■ WRITTEN INSTRUCTION ■
Without omitting anything, retype the data that follows.

----

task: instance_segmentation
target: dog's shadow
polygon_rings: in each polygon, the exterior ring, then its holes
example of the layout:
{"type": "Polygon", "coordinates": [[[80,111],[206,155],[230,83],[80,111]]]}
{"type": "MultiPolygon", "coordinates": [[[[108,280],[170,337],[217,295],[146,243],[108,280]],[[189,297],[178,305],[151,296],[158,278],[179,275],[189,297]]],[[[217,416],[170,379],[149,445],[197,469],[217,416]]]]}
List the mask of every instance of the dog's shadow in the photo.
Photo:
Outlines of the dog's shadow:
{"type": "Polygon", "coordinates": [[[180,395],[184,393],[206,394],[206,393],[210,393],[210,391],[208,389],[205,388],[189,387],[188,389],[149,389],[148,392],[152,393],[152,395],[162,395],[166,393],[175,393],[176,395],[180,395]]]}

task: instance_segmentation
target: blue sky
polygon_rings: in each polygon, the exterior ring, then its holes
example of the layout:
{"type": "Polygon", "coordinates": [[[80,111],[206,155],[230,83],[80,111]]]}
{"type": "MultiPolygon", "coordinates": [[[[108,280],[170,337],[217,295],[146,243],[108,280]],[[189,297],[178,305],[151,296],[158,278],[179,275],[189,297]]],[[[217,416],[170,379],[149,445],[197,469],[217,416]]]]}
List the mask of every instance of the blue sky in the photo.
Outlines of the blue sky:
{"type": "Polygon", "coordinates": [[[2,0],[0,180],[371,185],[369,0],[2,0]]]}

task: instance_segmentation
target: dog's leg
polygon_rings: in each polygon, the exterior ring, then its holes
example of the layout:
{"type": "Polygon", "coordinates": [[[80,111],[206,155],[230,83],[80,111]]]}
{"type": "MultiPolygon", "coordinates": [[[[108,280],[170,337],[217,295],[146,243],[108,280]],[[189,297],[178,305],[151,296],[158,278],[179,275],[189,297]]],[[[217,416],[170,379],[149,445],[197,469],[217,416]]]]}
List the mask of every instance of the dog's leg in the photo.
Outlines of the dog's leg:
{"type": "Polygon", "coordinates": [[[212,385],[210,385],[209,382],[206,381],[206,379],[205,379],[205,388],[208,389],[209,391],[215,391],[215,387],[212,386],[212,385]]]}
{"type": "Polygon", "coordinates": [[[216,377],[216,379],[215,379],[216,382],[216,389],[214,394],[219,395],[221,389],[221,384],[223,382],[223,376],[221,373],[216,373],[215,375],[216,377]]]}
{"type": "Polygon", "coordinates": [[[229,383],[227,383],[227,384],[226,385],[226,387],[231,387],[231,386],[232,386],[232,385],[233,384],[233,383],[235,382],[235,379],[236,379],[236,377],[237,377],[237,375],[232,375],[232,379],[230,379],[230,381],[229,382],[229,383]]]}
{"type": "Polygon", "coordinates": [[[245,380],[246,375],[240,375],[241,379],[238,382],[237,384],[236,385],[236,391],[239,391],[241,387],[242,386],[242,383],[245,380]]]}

----

■ OUTPUT BELOW ■
task: instance_segmentation
target: dog's shadow
polygon_rings: in each polygon, the exterior ring, then its holes
example of the layout:
{"type": "Polygon", "coordinates": [[[80,111],[206,155],[230,83],[80,111]]]}
{"type": "MultiPolygon", "coordinates": [[[[108,280],[170,337],[217,295],[146,243],[108,280]],[[189,297],[178,305],[151,296],[158,278],[179,275],[189,297]]],[[[217,416],[170,379],[149,445],[197,469],[217,416]]]]}
List the mask of every instance of the dog's shadow in the photo.
Photo:
Outlines of the dog's shadow:
{"type": "Polygon", "coordinates": [[[180,395],[184,393],[206,394],[206,393],[210,393],[210,391],[208,389],[205,388],[189,387],[188,389],[149,389],[148,392],[152,393],[152,395],[162,395],[166,393],[175,393],[176,395],[180,395]]]}

task: instance_segmentation
target: blue sky
polygon_rings: in each polygon, the exterior ring, then its holes
example of the layout:
{"type": "Polygon", "coordinates": [[[80,111],[206,155],[230,83],[80,111]]]}
{"type": "MultiPolygon", "coordinates": [[[[108,280],[170,337],[217,295],[146,243],[108,280]],[[189,297],[178,305],[151,296],[158,278],[179,275],[189,297]]],[[[217,416],[170,379],[149,445],[197,469],[217,416]]]]}
List the mask of every instance of the blue sky in the photo.
Outlines of the blue sky:
{"type": "Polygon", "coordinates": [[[2,0],[0,180],[371,185],[369,0],[2,0]]]}

task: instance_segmentation
target: dog's leg
polygon_rings: in each polygon, the exterior ring, then its holes
example of the layout:
{"type": "Polygon", "coordinates": [[[80,111],[206,155],[230,83],[80,111]]]}
{"type": "MultiPolygon", "coordinates": [[[[108,280],[170,337],[217,295],[146,243],[108,280]],[[189,297],[178,305],[151,296],[158,278],[179,275],[189,297]]],[[[217,416],[170,379],[149,445],[197,469],[217,416]]]]}
List the mask of every instance of the dog's leg in the photo.
Outlines of the dog's leg:
{"type": "Polygon", "coordinates": [[[212,385],[210,385],[209,382],[206,381],[206,379],[205,379],[205,388],[208,389],[209,391],[215,391],[215,387],[212,386],[212,385]]]}
{"type": "Polygon", "coordinates": [[[216,377],[216,379],[215,379],[216,382],[216,389],[214,394],[219,395],[221,389],[221,384],[223,382],[223,376],[221,373],[216,373],[215,375],[216,377]]]}
{"type": "Polygon", "coordinates": [[[229,383],[227,383],[227,384],[226,385],[226,387],[231,387],[231,386],[232,386],[232,385],[233,384],[233,383],[235,382],[235,379],[236,379],[236,377],[237,377],[237,375],[232,375],[232,379],[230,379],[230,381],[229,382],[229,383]]]}
{"type": "Polygon", "coordinates": [[[245,380],[246,375],[240,375],[241,379],[238,382],[237,384],[236,385],[236,391],[239,391],[241,387],[242,386],[242,383],[245,380]]]}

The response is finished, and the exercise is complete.